Look through the data below and report how many lines include "black". Only the number should be given.

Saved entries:
--------------------

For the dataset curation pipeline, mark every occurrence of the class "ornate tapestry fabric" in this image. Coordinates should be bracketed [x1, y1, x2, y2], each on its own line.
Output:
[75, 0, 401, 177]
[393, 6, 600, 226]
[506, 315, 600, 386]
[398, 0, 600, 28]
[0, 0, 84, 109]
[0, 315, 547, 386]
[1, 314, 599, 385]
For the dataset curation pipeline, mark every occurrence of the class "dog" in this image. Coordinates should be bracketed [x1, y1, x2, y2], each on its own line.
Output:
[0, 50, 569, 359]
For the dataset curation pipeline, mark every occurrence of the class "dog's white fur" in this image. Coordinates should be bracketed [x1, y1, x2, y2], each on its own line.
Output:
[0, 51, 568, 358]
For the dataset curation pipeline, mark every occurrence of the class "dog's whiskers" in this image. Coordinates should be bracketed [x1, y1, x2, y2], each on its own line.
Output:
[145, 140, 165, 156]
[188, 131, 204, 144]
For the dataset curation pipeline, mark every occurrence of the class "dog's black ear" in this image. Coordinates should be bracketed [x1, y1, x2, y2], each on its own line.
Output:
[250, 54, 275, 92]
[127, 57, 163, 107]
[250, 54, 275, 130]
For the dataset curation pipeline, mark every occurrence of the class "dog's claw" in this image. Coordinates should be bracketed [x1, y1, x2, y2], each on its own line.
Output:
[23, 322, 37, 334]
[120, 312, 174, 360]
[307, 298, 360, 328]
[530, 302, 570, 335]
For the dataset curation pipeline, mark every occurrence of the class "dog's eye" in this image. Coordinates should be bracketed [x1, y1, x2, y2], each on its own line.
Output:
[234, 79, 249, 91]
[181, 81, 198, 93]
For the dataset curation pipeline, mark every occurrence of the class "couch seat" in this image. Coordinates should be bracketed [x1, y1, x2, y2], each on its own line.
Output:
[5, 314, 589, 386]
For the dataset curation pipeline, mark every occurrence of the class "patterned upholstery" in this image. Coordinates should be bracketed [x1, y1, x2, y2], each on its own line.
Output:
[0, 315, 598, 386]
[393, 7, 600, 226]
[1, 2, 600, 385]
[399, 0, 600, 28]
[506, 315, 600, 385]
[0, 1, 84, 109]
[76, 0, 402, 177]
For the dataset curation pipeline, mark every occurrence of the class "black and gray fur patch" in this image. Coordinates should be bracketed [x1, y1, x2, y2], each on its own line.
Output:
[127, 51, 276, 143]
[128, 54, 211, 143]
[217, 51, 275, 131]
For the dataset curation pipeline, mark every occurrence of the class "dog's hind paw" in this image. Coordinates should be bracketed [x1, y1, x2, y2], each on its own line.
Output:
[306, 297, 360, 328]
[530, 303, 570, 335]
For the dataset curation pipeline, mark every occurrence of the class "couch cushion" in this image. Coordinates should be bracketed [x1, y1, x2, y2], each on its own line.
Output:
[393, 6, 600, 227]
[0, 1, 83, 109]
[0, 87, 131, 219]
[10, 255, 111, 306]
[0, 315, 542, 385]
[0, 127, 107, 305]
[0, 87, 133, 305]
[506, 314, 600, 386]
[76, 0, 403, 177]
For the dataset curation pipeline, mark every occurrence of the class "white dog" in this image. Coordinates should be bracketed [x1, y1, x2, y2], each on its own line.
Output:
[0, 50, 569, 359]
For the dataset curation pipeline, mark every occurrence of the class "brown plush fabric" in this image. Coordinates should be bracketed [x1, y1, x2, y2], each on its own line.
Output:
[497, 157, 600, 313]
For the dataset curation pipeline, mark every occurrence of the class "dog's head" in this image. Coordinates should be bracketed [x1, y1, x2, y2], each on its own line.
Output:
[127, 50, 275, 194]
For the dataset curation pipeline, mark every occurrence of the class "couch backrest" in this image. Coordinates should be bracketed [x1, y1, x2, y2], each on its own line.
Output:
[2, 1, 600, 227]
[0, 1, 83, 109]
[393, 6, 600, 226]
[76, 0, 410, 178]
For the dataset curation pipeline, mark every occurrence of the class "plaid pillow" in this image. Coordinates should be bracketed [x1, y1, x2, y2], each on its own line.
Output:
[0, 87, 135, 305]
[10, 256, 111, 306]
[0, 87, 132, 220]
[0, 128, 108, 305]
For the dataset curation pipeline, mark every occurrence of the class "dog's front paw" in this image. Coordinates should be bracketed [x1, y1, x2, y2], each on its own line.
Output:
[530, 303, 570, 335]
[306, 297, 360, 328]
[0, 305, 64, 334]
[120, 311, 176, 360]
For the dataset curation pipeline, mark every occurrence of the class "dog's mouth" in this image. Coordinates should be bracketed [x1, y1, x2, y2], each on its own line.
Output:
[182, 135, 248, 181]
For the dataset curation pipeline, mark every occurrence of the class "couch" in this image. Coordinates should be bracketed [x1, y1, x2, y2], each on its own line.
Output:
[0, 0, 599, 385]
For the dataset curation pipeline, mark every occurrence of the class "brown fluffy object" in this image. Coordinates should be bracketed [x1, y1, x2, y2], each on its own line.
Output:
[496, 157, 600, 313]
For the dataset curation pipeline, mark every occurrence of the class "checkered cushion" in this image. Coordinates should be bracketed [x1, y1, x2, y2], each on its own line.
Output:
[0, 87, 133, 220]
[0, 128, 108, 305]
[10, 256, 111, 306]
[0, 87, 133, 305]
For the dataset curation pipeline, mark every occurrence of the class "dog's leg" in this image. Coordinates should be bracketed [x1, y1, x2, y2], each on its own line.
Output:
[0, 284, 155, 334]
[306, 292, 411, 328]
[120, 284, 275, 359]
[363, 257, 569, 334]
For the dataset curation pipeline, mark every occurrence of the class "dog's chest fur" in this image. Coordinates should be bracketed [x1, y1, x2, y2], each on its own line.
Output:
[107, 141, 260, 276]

--------------------

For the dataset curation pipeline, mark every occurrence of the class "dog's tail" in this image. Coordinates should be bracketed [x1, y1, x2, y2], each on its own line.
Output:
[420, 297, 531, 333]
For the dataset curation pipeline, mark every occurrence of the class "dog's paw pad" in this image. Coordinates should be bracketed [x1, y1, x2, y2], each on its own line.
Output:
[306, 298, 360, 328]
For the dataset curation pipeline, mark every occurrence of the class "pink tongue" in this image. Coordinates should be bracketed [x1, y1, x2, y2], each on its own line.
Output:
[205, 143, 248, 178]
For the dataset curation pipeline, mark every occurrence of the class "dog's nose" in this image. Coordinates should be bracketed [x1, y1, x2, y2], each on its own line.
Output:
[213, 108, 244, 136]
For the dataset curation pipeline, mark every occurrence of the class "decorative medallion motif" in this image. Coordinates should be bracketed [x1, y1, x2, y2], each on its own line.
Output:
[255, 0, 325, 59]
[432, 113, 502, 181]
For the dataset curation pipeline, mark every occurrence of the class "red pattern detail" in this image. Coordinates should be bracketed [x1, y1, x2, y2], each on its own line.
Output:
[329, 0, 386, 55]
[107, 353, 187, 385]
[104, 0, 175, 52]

--------------------

Solution to this problem: 2